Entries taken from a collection

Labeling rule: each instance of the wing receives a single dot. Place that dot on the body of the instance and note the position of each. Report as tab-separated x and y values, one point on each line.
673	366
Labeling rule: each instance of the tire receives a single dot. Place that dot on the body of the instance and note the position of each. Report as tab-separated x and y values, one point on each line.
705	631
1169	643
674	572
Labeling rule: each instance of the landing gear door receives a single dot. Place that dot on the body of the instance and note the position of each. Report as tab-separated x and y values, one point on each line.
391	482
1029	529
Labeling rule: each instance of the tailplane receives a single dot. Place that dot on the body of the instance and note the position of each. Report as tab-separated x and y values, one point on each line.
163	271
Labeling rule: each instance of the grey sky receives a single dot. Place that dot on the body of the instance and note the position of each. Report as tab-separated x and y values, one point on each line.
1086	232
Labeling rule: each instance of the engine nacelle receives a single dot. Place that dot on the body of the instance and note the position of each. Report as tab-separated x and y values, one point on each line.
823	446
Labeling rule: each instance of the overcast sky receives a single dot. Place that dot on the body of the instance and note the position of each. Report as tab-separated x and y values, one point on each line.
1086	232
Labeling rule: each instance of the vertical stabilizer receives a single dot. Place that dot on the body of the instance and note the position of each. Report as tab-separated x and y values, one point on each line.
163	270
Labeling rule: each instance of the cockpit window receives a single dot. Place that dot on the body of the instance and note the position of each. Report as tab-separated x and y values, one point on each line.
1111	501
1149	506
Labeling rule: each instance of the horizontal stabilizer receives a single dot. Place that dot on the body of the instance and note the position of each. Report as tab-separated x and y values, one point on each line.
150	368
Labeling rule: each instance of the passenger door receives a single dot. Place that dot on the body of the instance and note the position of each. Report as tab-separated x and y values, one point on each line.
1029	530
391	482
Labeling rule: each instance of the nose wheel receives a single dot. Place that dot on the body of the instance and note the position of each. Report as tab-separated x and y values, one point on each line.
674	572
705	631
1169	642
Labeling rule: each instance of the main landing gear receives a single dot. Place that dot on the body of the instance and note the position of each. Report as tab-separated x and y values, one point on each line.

EXERCISE BRIEF:
Every entry, from top to bottom, should be repeated word for word.

ANSWER SPACE:
Labeling rule: each instance of the wing receives a single dot. Place that dot on the body of the instance and note the position of each. Report as tab-separated x and y values, one point on each line.
673	366
Labeling rule: each instance of the tire receives a single dot. Place that dot on the body of the instance and note the position of each. Report as tab-separated x and y values, one point on each line.
705	631
1169	643
674	572
Labeling rule: each instance of the landing gear door receives a single dot. Place that dot on the body of the instance and note the position of each. Report as tab-separated x and y values, one point on each line.
391	482
1029	529
Labeling rule: each instance of the tailplane receives a single dot. Place that dot on the body of the instance and note the position of each. Report as tab-separated x and y values, one point on each line.
163	271
Labeling rule: each instance of the grey sky receives a single dot. Place that dot on the body of the instance and note the position of each. Report as tab-separated x and y values, one point on each line.
1086	232
Labeling rule: each instance of the engine nacelle receives a single dot. Place that dot on the body of the instance and note the position of each. Report as tab-separated x and y values, one point on each line.
823	446
Labeling rule: each instance of the overcast sky receives a single dot. Place that dot on the body of the instance and note the position of each. Report as tab-separated x and y values, one point on each line.
1086	232
Labeling rule: each instance of the vertical stabilizer receives a single dot. Place that dot on the body of the instance and note the position of each. Report as tab-separated x and y values, one point on each line.
163	270
Labeling rule: each instance of the cockpit window receives a single dot. Place that dot on the body of the instance and note the position of each. Report as tab-separated x and y values, one point on each line.
1111	501
1149	506
Labeling rule: each instance of the horizontal stabilizer receives a single dot. Place that dot on the body of the instance and note the position of each. Report as tab-separated x and y values, one point on each line.
150	368
Labeling rule: each instance of the passenger door receives a single dot. Place that dot on the body of the instance and note the position of each. Report as tab-separated x and y values, one point on each line.
1029	530
391	482
Labeling rule: each instance of the nose wheel receives a single dot. Place that dot on the body of the instance and note the position of each. Report as tab-separated x and y values, one point on each line.
674	572
705	631
1169	642
Labeling rule: each instance of the main landing gear receives a single dot. Place that dot on the body of the instance and note the position of each. Report as tab-separated x and y values, one point on each line.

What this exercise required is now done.